● **과제**
"Task: point out each instance of the zipper"이 들어 있는 줄부터 "(1032, 646)"이 들어 있는 줄까지, 두 줄을 포함한 범위의 줄만 다시 쓰세요. "stubble beard"를 "short beard"로 바꾸고 나머지는 그대로 두세요.
######
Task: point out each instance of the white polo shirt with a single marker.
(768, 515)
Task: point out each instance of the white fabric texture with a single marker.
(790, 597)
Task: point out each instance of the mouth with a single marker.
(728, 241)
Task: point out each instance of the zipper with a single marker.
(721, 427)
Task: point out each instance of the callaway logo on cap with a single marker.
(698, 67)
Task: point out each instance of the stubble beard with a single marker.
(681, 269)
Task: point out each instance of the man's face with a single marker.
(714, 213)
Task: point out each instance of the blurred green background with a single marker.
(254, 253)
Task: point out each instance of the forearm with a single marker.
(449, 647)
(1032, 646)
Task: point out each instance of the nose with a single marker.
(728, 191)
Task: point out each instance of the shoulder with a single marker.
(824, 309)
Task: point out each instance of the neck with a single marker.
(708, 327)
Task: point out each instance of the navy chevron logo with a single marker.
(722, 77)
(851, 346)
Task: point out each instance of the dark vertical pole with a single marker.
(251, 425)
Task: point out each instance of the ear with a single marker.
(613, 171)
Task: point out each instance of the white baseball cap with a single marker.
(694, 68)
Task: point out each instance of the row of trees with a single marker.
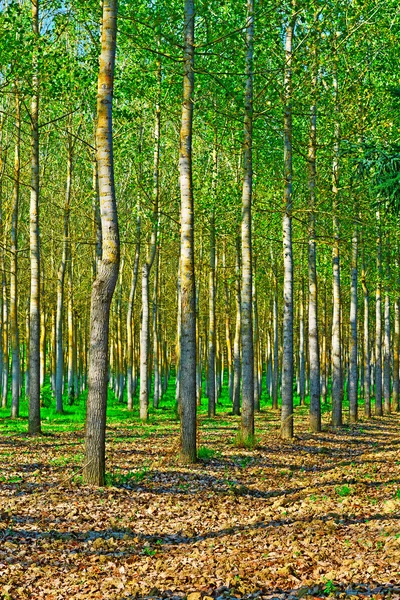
(287, 110)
######
● **과제 답안**
Task: point out each instance of the zipper with a single marker.
(721, 427)
Task: point out each instance of the callaway logo on cap with a single marker.
(698, 67)
Task: point out each instance of the short beard with a single marker.
(681, 269)
Task: point out each instance of the man's face with a single marker.
(714, 213)
Task: point out each instance of the blurred green background with a single marker.
(254, 253)
Task: point out each instance of the forearm with a single marker.
(449, 647)
(1032, 646)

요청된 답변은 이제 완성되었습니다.